━━━━━ Wybrany tekst ━━━━━

Wimbledon: Matkowski ograł legenderanych braci, pięć setów Kubota

52

Dwóch polskich deblistów awansowało do 1/8 finału Wimbledonu. Marcin Matkowski i Maks Mirny (Białoruś) wygrali dzisiaj w trzech setach z Bobem i Mike’em Bryanami (USA). Znacznie dłużej trwało spotkanie Łukasza Kubota i Marcelo Melo (Brazylia), którzy w decydującym secie wygrali 11:9 z Philippem Petzschnerem (Niemcy) i Alexandrem Peyą (Austria).

Bracia Bryanowie to najbardziej utytułowana para w historii męskiej gry podwójnej. Tenisiści podkreślają, że zwycięstwo nad tym duetem zawsze smakuje wyjątkowo. Dziś przekonali się o tym Marcin Matkowski i Maks Mirny, którzy wręcz rozbili bliźniaków z Kaliforni. Spotkanie zakończyło się wynikiem 6:3 7:5 6:4. W każdym z setów Polak i Białorusin potrafili przełamać potężnie serwujących rywali, natomiast sami wygrali wszystkie gemy przy własnym podaniu. Niebezpiecznie zrobiło się w końcowej fazie drugiej partii, kiedy Bryanowie objęli prowadzenie 5:4 40:0. Nie wykorzystali jednak żadnej z trzech piłek setowych, a po chwili przegrywali już 0:2. Co prawda, Amerykanom udawało się już w przeszłości odrabiać takie straty, ale Matkowski i Mirny dziś im na to nie pozwolili.

Do 1/8 finału awansowali również Łukasz Kubot i Marcelo Melo, którzy w Londynie zostali rozstawieni z numerem czwartym. Za polsko-brazylijską parą jest jednak najtrudniejszy mecz na przestrzeni kilku ostatnich tygodni. Petzschner i Peya okazali się niezwykle wymagającymi rywalami, choć na początku meczu nic na to nie wskazywało – pierwszego seta turniejowe ,,czwórki” wygrały 6:2. Na początku drugiego seta Polak i Brazylijczyk mieli jeszcze pięć szans na przełamanie, ale rywale potrafili wydostać się z opresji. Nie dość, że Niemiec i Austriak wybronili się przed stratą własnego podania, to w końcówce drugiego seta sami wyprowadzili cios i doprowadzili do remisu 1:1. Od tego momentu starcie było już bardzo wyrównane, a obie pary szły ,,łeb w łeb”. Ostatecznie to Kubot i Melo wygrali 6:2 5:7 6:3 3:6 11:9. Mecz trwał aż 3 godziny i 45 minut. Dla Polaka i Brazylijczyka było to już dziesiąte zwycięstwo z rzędu. Mimo problemów już na etapie drugiej rundy, wciąż pozostają głównymi faworytami do wygrania całego turnieju.

━━━━━ Dostarczone dane ━━━━━

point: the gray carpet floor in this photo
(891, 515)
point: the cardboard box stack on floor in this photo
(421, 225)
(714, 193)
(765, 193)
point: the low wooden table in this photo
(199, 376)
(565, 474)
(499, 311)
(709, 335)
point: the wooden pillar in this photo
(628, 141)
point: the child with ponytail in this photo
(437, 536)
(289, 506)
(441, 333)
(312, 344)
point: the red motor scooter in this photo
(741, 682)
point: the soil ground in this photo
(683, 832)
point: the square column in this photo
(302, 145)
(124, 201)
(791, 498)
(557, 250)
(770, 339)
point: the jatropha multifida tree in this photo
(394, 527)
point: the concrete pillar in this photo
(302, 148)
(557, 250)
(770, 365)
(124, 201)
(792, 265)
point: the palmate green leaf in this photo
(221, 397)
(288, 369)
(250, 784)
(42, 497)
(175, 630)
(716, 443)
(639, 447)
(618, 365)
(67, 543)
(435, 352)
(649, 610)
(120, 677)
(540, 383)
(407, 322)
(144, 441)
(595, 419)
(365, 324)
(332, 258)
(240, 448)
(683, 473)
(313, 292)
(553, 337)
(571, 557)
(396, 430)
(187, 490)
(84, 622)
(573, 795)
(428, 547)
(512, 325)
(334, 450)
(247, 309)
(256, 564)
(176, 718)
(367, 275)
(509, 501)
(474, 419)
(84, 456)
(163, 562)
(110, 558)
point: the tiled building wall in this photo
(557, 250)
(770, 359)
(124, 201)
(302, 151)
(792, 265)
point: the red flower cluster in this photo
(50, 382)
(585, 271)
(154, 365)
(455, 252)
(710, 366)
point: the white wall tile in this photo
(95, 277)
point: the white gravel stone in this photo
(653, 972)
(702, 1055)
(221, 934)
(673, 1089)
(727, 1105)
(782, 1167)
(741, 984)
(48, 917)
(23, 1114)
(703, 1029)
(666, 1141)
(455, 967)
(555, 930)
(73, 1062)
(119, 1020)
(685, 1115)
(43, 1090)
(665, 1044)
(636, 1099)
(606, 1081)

━━━━━

### Zadanie A:
Odpowiedz krótko na pytania do tekstu o meczach deblowych na Wimbledonie:
(i) Jakim wynikiem zakończył się mecz Matkowskiego i Mirnego z braćmi Bryanami?
(ii) Z jakim numerem rozstawiono w Londynie Kubota i Melo?
(iii) Jak długo trwał mecz Kubota i Melo z Petzschnerem i Peyą?
### Zadanie B:
Policz wiersze wpisów, w których pojawia się słowo „wooden”, i podaj wyłącznie tę liczbę.

### Odpowiedź A:
(i) 6:3 7:5 6:4
(ii) Z numerem czwartym.
(iii) 3 godziny i 45 minut.

### Odpowiedź B:
2